**ITEM HASIL EKSTRAKSI:**
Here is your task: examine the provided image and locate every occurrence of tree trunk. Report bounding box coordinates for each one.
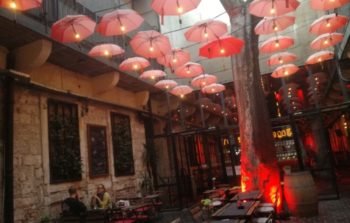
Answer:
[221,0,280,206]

* * *

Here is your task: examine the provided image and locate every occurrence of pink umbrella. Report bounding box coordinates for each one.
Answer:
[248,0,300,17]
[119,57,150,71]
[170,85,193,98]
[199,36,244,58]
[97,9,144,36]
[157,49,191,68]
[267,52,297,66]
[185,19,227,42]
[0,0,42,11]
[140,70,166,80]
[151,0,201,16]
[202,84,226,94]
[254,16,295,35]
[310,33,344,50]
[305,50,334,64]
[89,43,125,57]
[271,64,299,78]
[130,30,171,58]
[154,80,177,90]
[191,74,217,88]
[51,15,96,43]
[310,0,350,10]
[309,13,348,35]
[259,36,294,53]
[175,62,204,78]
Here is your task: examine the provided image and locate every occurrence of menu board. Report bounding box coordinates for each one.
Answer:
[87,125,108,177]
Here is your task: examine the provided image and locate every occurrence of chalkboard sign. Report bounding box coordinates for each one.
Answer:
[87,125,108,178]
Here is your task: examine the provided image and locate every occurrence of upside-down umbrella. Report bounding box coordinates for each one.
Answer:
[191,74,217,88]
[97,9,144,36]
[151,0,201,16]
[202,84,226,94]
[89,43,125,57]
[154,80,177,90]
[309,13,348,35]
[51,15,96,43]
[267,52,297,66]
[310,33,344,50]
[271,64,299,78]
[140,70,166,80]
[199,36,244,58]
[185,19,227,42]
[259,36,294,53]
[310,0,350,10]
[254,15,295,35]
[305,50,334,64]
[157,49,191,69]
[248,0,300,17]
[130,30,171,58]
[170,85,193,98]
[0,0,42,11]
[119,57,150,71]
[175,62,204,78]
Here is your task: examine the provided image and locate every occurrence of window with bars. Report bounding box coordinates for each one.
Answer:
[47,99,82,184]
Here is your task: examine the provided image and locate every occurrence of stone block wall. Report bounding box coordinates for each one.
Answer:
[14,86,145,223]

**YANG HARUS DIKERJAKAN:** Perbarui baris-baris mulai dari baris yang memuat "trunk. Report bounding box coordinates for each one." hingga baris yang memuat "[221,0,280,206]" dengan mengganti "examine" menjadi "inspect", sementara bagian lainnya tetap sama. Gambar tidak perlu disertakan dalam jawaban.

**JAWABAN TUGAS:**
Here is your task: inspect the provided image and locate every occurrence of tree trunk. Report bounding box coordinates for each one.
Answer:
[221,0,280,206]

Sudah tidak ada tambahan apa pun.